Stored data entries
::::
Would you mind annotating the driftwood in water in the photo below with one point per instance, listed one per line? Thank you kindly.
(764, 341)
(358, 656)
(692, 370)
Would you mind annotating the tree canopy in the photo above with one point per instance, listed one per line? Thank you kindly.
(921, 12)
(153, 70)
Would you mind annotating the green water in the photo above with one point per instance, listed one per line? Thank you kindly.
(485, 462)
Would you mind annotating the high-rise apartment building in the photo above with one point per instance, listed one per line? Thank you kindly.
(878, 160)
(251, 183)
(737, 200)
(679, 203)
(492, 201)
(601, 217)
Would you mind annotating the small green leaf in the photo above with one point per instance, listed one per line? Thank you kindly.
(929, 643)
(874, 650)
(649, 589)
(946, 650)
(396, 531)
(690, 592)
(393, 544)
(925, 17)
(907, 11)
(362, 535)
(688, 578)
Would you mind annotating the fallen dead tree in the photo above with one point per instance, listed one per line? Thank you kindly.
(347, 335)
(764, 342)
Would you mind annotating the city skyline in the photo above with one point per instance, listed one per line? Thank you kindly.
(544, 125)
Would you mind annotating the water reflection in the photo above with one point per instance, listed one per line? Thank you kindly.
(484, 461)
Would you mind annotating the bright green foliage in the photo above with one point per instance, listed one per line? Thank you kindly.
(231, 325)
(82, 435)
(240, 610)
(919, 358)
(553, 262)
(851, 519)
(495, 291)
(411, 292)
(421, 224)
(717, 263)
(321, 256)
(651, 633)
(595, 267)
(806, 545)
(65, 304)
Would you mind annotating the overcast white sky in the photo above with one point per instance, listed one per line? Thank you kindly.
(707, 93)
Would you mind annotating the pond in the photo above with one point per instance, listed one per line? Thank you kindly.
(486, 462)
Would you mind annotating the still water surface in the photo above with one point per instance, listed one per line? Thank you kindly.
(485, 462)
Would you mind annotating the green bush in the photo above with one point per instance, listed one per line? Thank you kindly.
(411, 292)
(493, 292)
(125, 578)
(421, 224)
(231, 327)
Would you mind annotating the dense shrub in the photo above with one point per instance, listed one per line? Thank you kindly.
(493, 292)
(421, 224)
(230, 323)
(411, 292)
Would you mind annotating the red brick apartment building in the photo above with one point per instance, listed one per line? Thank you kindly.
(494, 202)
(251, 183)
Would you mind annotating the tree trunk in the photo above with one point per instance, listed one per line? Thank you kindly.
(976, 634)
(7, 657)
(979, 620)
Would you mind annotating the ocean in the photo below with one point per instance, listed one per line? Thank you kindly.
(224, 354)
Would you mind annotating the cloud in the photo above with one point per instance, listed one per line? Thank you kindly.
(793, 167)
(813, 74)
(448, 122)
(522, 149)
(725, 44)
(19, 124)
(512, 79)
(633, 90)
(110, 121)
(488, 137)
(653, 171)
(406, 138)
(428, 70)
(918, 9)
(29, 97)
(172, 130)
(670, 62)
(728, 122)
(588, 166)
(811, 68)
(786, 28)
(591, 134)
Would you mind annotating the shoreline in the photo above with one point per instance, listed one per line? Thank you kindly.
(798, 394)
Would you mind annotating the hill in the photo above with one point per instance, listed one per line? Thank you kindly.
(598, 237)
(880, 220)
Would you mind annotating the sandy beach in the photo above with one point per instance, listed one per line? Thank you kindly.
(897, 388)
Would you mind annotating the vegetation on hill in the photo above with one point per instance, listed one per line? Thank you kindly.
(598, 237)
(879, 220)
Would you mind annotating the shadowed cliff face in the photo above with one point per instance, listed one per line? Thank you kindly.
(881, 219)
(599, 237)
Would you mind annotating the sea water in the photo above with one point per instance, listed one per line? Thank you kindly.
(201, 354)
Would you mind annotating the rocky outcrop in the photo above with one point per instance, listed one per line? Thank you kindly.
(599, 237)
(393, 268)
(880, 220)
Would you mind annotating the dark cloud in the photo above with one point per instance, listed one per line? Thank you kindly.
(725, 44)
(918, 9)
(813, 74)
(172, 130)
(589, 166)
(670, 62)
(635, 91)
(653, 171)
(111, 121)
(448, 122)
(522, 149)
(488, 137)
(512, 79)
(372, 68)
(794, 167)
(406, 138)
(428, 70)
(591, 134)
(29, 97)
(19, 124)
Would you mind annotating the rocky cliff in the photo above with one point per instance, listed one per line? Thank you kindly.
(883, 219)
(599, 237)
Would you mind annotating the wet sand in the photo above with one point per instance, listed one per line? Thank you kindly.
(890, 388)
::::
Description of the task: Repeat the line that contains "Would you mind annotating the tree trunk", then every line after it until the records end, with nothing added.

Written reply:
Would you mind annotating the tree trunk in the photo above with one point per instance, listed one per line? Thank you kindly.
(976, 634)
(7, 657)
(979, 620)
Would you mind annotating the ocean in the photo below with one point per instance, listed one per line? Thank you kindly.
(224, 354)
Would you mind annotating the cloud in the photo above with one point per instance, listed one per line? Thank you kindly.
(793, 167)
(813, 74)
(448, 122)
(522, 149)
(725, 44)
(19, 124)
(512, 79)
(633, 90)
(110, 121)
(488, 137)
(653, 171)
(406, 138)
(428, 70)
(918, 9)
(29, 97)
(172, 130)
(670, 62)
(728, 122)
(588, 166)
(811, 68)
(786, 28)
(591, 134)
Would you mind annotating the shoreline in the photo above with one point per instance, listed one per line? Thank you kindly.
(798, 394)
Would you mind annotating the hill in the photo above with one point per instance, listed one per line? Thank you kindly.
(598, 237)
(880, 220)
Would you mind annotating the sandy beach in the photo above with one point per instance, listed one per line? Thank you kindly.
(897, 388)
Would you mind annotating the vegetation on hill in the photo above with one point per instance, listed one per line? Thank you kindly.
(598, 237)
(879, 220)
Would you mind annotating the shadowed cliff face in the photo above with one point per instance, listed one per line? Thank you kindly.
(881, 219)
(599, 237)
Would you mind annotating the sea water in the photo above with one point per instance, listed one per line? Thank you kindly.
(201, 354)
Would you mind annotating the rocky outcrop in the photo above with one point per instance, listed one per line? Thank you kindly.
(599, 237)
(393, 268)
(880, 220)
Would you mind annotating the dark cloud in the photo above with one point per instance, listed one per line? Thank you kindly.
(725, 44)
(918, 9)
(813, 74)
(172, 130)
(589, 166)
(670, 62)
(635, 91)
(653, 171)
(111, 121)
(448, 122)
(522, 149)
(488, 137)
(512, 79)
(372, 68)
(794, 167)
(406, 138)
(428, 70)
(591, 134)
(29, 97)
(19, 124)
Would you mind annotating the rocky cliff in the photo above with one point per instance, listed one per line? Thank you kindly.
(883, 219)
(599, 237)
Would you mind annotating the wet sand in the photo above with one point per instance, listed one per line? Thank you kindly.
(890, 388)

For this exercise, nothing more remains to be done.